● Source passage:
The P35 supports both DDR2 and DDR3, but quite often overclockers (including myself) buy faster RAM than the board supports. The reason is quite simple: the RAM will be more stable because you can take the DRAM speed up to 900 MHz because you have 900 MHz RAM. 800 MHz RAM at 900 MHz will be less stable.

But on the P35, that 900 MHz RAM will run at 900 MHz and not 800 MHz, and when you go to overclock the 900 MHz RAM will jump up to 1000 MHz and even further! Often times an overclock is unsuccessful because the RAM is unstable.

Any more questions?


----------



## blackduck30 (Sep 7, 2004)

Matt I think you are confusing the P5K with the P5K3, the P5K takes DDR2 but the P5K3 takes the DDR3.

I also agree with your other points but you can always set the ram speeds manually in the bios if you wanted to


----------



## TheMatt (May 9, 2006)

I see, you have to overclock it to get the 1066 MHz memory speed.

In that case go with the P5K and the 900 MHz RAM. The P5K looks solid from the reviews I have read.

BTW one thing to remember, DDR3 and DDR2 are the same other than the speed. The signaling, voltage, and memory slots are both the exact same. DDR3 is just a marketing term for faster DDR2 RAM.


----------



## kodi (Jun 30, 2004)

pharoah said:


> i have the very board kodi is talking about.mine supports both ddr2,and ddr3.they are good overclocking boards.ive seen overclocks on them way higher than what ive got mine to.mine is capable of more im just dont have any need to go any farther.

Stored entries

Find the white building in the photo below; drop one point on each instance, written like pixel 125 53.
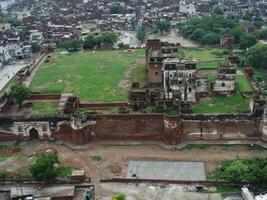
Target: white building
pixel 187 8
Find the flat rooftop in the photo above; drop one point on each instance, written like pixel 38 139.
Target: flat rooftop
pixel 167 170
pixel 8 73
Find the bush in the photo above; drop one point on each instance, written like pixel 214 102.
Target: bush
pixel 43 169
pixel 256 56
pixel 96 158
pixel 63 171
pixel 119 197
pixel 4 174
pixel 248 170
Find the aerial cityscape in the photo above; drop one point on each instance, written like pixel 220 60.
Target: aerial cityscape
pixel 133 100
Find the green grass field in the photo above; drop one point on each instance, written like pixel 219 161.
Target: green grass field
pixel 44 107
pixel 222 104
pixel 93 76
pixel 208 58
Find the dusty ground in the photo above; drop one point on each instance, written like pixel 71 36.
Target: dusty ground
pixel 114 159
pixel 153 192
pixel 174 37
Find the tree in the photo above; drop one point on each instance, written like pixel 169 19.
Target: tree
pixel 71 44
pixel 109 37
pixel 163 26
pixel 20 93
pixel 197 34
pixel 115 9
pixel 237 171
pixel 248 170
pixel 12 21
pixel 256 56
pixel 247 41
pixel 89 42
pixel 43 169
pixel 217 10
pixel 248 16
pixel 211 38
pixel 35 47
pixel 238 32
pixel 119 197
pixel 141 35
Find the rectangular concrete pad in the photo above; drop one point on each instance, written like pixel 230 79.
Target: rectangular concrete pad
pixel 167 170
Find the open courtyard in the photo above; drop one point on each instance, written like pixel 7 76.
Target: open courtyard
pixel 106 76
pixel 101 76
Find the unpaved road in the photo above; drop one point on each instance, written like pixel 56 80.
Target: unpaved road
pixel 114 161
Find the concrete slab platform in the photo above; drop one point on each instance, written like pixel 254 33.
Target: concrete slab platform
pixel 167 170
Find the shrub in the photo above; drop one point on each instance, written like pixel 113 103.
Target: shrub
pixel 43 168
pixel 4 174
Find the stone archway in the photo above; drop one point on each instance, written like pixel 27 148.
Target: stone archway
pixel 34 135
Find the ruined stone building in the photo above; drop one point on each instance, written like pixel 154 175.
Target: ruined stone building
pixel 156 53
pixel 225 82
pixel 179 79
pixel 176 76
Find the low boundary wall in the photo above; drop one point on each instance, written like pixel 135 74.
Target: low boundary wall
pixel 36 97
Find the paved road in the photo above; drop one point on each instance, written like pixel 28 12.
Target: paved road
pixel 129 37
pixel 8 72
pixel 174 37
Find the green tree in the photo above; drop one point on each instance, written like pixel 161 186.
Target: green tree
pixel 43 169
pixel 217 10
pixel 71 44
pixel 211 38
pixel 119 197
pixel 237 171
pixel 256 56
pixel 4 174
pixel 238 32
pixel 247 41
pixel 163 26
pixel 89 42
pixel 20 93
pixel 141 35
pixel 197 34
pixel 35 47
pixel 249 170
pixel 116 9
pixel 12 21
pixel 248 15
pixel 109 37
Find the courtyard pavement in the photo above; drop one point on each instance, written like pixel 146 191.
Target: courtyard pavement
pixel 167 170
pixel 8 72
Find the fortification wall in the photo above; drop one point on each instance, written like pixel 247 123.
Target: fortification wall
pixel 216 130
pixel 44 97
pixel 127 127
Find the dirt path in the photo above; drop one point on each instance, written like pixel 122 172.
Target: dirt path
pixel 114 159
pixel 174 37
pixel 29 79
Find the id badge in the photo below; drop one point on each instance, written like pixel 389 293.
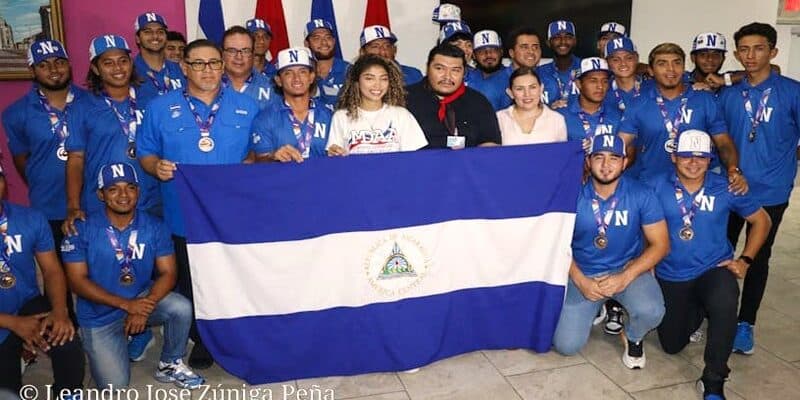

● Instruction 1:
Answer these questions about the forum thread on P35 boards and RAM, one short answer per line.
(a) Which board takes DDR3, the P5K or the P5K3?
(b) With 900 MHz RAM, up to what speed can the DRAM be taken?
(c) Which board does TheMatt say to go with, along with the 900 MHz RAM?
● Instruction 2:
Continue the forum thread on P35 boards and RAM, starting right after its last line.

● Exercise result 1:
(a) The P5K3
(b) 900 MHz
(c) The P5K

● Exercise result 2:
I have just purchased that board for my new build as well.


----------



## blackduck30 (Sep 7, 2004)

though this was interesting, was one of the reasons i was going to get a P5K deluxe or premium as i have DDR1066 in my rig now. I aslo agree Matt that the board does look to be getting good reviews, i still have to look into the gigabyte offerings tho, i have never been a fan of different memory slots as you can only use one or the other and it seems a waste to me, with the way things out date today I would go one or the other, it seems a shame to have 2 mem slots that you can not use 

*Native DDR2 1066 Support*
To attain top performance, ASUS engineers have successfully unleashed the true potential of DDR2 memory. While in DDR2 1066 mode, ASUS´s exclusive technology offers a choice of FSB 1333 - providing great performance for 3D graphics and other memory demanding applications


----------



## TheMatt (May 9, 2006)

Getting the E6750 with the x8 multiplier will also be nice to work with for overclocking. :smile: Being able to hit 400 FSB MHz on that board would be a nice accomplishment.


----------



## pharoah (Aug 28, 2006)

i think the op is getting a board like the one i got.ddr3 will be better once they get the timings a bit tighter.till then im not getting any of it either.


----------



## TheMatt (May 9, 2006)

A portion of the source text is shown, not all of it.